▶ _Problem_
Transcribe the lines below exactly, beginning with the line that holds "of the illuminated" and ending with the final line, both included. Pictures are to be left out.

[Position identification records]
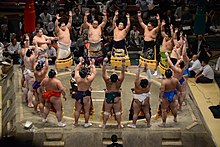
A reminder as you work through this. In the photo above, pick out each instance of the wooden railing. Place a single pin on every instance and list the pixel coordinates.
(7, 105)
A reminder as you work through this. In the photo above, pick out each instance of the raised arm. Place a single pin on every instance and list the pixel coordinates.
(93, 70)
(122, 75)
(78, 67)
(170, 63)
(163, 34)
(158, 23)
(104, 21)
(57, 29)
(128, 23)
(114, 19)
(140, 20)
(86, 19)
(69, 24)
(104, 72)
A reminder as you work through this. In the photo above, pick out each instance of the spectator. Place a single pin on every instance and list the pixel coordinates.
(14, 50)
(205, 73)
(134, 36)
(51, 53)
(197, 45)
(46, 17)
(4, 35)
(205, 53)
(196, 65)
(52, 7)
(114, 139)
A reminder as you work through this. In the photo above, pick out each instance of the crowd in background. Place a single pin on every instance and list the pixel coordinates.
(180, 13)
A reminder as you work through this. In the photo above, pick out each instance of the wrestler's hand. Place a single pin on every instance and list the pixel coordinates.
(92, 62)
(158, 17)
(171, 26)
(139, 13)
(176, 30)
(87, 13)
(163, 22)
(105, 60)
(123, 59)
(104, 13)
(128, 15)
(70, 13)
(81, 60)
(167, 55)
(116, 13)
(146, 66)
(139, 66)
(58, 17)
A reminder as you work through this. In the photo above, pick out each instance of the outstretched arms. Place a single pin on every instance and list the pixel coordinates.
(128, 23)
(104, 21)
(104, 72)
(140, 20)
(70, 20)
(114, 19)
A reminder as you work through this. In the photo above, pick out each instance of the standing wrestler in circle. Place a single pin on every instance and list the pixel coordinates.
(64, 42)
(141, 96)
(150, 34)
(53, 89)
(29, 60)
(40, 72)
(94, 37)
(120, 33)
(113, 94)
(83, 94)
(169, 96)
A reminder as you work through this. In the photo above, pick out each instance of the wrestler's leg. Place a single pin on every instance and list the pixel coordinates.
(41, 101)
(46, 111)
(164, 107)
(117, 109)
(137, 109)
(57, 104)
(30, 92)
(107, 111)
(146, 110)
(77, 111)
(173, 107)
(86, 106)
(36, 101)
(180, 98)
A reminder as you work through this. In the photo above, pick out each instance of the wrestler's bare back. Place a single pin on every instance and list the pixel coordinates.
(170, 84)
(94, 34)
(64, 36)
(139, 90)
(29, 62)
(41, 39)
(52, 84)
(167, 46)
(113, 87)
(83, 84)
(150, 35)
(119, 34)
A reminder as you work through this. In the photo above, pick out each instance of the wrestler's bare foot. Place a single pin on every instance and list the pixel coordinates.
(148, 125)
(76, 124)
(60, 124)
(162, 125)
(102, 126)
(30, 105)
(120, 126)
(86, 125)
(132, 126)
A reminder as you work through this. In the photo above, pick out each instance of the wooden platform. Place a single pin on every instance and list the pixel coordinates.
(206, 95)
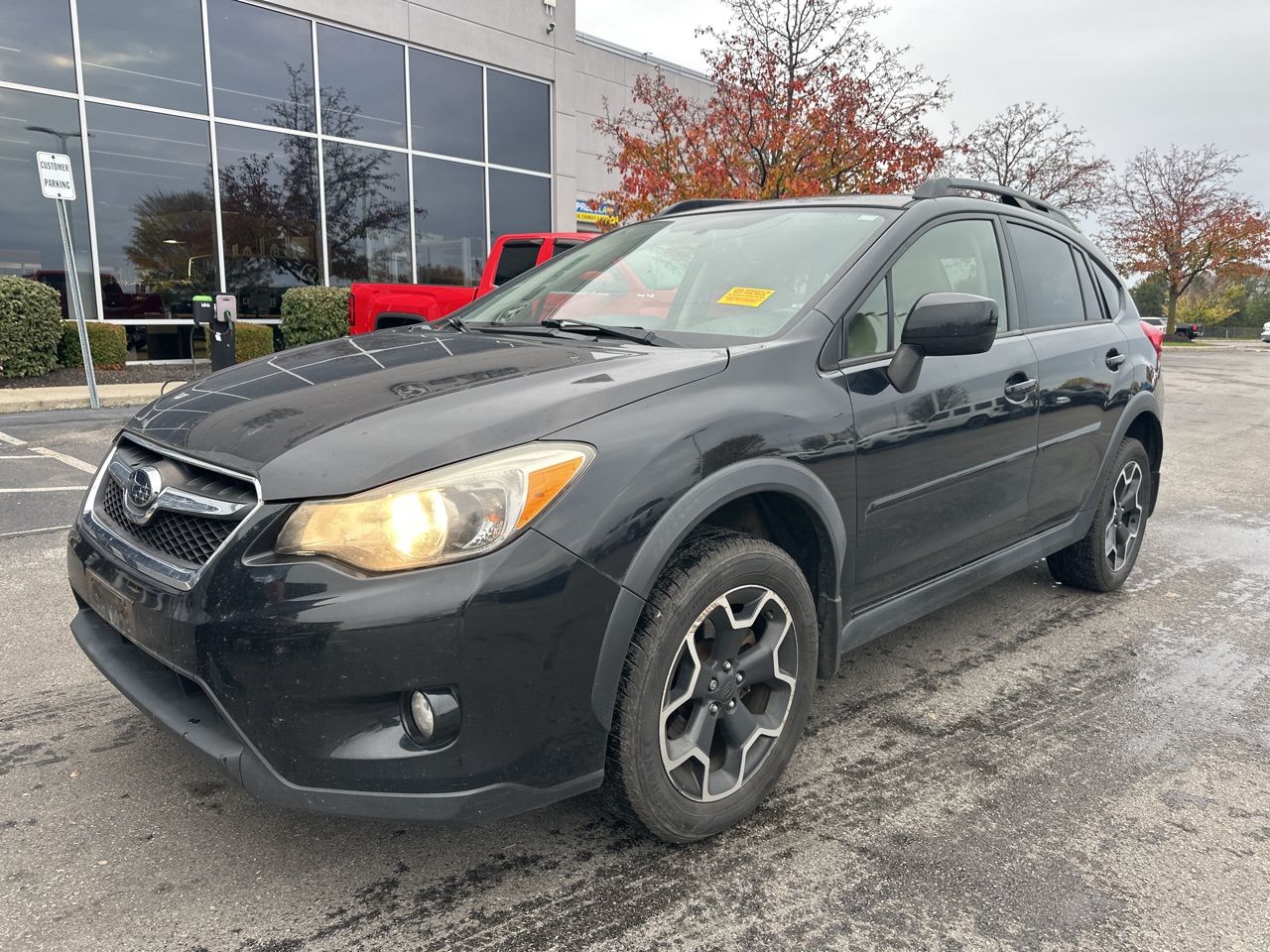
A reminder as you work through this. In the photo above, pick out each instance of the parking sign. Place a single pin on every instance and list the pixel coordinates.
(56, 179)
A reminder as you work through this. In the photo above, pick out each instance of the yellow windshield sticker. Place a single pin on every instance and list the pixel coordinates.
(746, 298)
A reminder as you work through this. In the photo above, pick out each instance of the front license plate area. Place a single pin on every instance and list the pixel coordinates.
(116, 608)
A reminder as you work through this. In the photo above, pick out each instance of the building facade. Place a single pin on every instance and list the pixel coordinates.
(244, 146)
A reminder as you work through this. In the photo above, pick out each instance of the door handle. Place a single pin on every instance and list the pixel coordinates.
(1017, 391)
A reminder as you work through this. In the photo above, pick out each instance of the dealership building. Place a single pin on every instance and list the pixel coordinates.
(245, 148)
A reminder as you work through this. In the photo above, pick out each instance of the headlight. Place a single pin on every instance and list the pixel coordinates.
(451, 513)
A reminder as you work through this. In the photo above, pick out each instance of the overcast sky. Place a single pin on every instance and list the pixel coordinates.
(1134, 72)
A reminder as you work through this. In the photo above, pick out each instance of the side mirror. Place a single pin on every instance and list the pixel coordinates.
(942, 324)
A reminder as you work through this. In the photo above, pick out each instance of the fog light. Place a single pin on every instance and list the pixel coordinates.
(422, 715)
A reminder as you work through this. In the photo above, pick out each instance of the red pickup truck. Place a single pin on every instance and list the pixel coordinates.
(379, 306)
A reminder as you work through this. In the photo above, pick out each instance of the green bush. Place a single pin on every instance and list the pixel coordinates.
(314, 313)
(108, 343)
(252, 340)
(31, 325)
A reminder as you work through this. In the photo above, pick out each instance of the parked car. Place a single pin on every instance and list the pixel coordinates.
(458, 570)
(380, 306)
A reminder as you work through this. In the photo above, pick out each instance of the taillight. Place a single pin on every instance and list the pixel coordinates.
(1156, 335)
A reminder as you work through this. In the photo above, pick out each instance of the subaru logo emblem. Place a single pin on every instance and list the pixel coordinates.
(143, 492)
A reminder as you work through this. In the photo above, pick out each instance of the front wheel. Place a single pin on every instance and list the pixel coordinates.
(1102, 560)
(715, 689)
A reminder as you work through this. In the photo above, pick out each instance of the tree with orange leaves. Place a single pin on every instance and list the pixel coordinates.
(1176, 214)
(807, 102)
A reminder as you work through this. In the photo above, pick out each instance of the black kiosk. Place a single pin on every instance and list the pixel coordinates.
(217, 317)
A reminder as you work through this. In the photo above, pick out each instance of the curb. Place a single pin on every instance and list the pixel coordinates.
(111, 397)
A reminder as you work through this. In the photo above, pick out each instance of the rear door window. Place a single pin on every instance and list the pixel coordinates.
(517, 258)
(1051, 289)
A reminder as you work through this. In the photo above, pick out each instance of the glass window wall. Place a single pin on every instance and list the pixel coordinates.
(367, 214)
(145, 51)
(155, 220)
(270, 214)
(31, 241)
(518, 203)
(36, 44)
(445, 105)
(262, 64)
(298, 184)
(448, 221)
(362, 86)
(520, 122)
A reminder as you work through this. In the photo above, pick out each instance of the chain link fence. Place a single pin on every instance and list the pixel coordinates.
(1222, 331)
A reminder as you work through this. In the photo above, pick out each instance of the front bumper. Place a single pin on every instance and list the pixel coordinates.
(290, 676)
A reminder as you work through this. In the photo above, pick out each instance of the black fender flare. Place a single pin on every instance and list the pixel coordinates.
(1142, 403)
(742, 479)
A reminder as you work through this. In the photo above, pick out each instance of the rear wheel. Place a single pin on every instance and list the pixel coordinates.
(1102, 560)
(715, 689)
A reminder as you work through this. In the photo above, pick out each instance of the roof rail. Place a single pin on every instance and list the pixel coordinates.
(691, 204)
(943, 188)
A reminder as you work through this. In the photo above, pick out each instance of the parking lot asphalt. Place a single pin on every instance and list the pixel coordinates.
(1033, 767)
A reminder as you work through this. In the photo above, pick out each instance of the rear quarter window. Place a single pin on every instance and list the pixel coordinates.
(1049, 282)
(1111, 293)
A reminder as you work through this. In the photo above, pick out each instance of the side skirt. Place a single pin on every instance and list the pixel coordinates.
(899, 610)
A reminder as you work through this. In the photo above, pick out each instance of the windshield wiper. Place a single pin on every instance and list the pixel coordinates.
(452, 322)
(640, 335)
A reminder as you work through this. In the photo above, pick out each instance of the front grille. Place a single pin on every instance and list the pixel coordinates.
(182, 539)
(190, 538)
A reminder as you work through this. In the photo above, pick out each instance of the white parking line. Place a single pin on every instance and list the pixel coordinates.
(63, 458)
(32, 532)
(46, 489)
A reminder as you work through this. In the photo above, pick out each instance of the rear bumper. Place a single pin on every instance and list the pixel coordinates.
(186, 710)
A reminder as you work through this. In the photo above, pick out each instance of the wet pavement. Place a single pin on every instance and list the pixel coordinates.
(1033, 767)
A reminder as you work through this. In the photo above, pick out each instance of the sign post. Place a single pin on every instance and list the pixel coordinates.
(58, 181)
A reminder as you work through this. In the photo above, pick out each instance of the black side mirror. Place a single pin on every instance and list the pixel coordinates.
(942, 324)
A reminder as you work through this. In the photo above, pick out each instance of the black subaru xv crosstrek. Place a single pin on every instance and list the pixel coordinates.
(608, 525)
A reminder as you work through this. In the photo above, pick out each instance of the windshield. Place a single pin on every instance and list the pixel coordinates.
(699, 281)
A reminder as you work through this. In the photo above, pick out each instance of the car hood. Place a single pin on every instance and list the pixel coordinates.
(350, 414)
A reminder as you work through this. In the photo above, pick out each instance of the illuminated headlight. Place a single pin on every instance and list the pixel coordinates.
(451, 513)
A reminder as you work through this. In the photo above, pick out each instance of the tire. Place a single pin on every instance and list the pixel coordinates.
(657, 774)
(1102, 560)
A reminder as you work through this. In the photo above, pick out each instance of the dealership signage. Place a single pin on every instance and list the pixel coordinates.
(56, 179)
(602, 212)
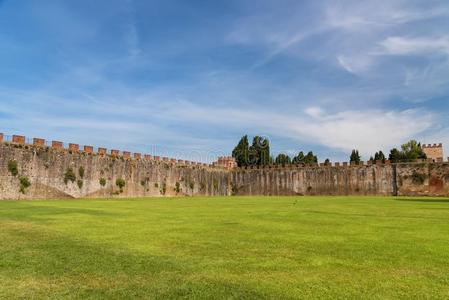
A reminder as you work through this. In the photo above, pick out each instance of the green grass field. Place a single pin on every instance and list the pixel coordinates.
(222, 248)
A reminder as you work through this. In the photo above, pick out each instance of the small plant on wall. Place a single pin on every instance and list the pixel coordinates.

▶ _Solution to the exercise_
A reminder as you work through this. In the photo above, pick out each instance of the illuminated headlight. Place a single pin on every instance and list the pixel coordinates.
(451, 513)
A reminder as you work through this. In the photo above, pick out each instance of the tire. Place a single pin on every instance and list the pixel coordinates.
(657, 774)
(1102, 560)
A reminder as you work through this. In the photo above, pick out each instance of the dealership signage. Place a single pin on every instance and list the pixel coordinates.
(56, 179)
(602, 212)
A reminder as you work through this. In the photo above, pick out each instance of the green grass field. Place a single pin on every instance and list the pixel coordinates.
(222, 248)
A reminder as you work through this. In the photo above, pick out each instance of the small plant on wall. Place a single pin on every instance and list the pixel coordinates.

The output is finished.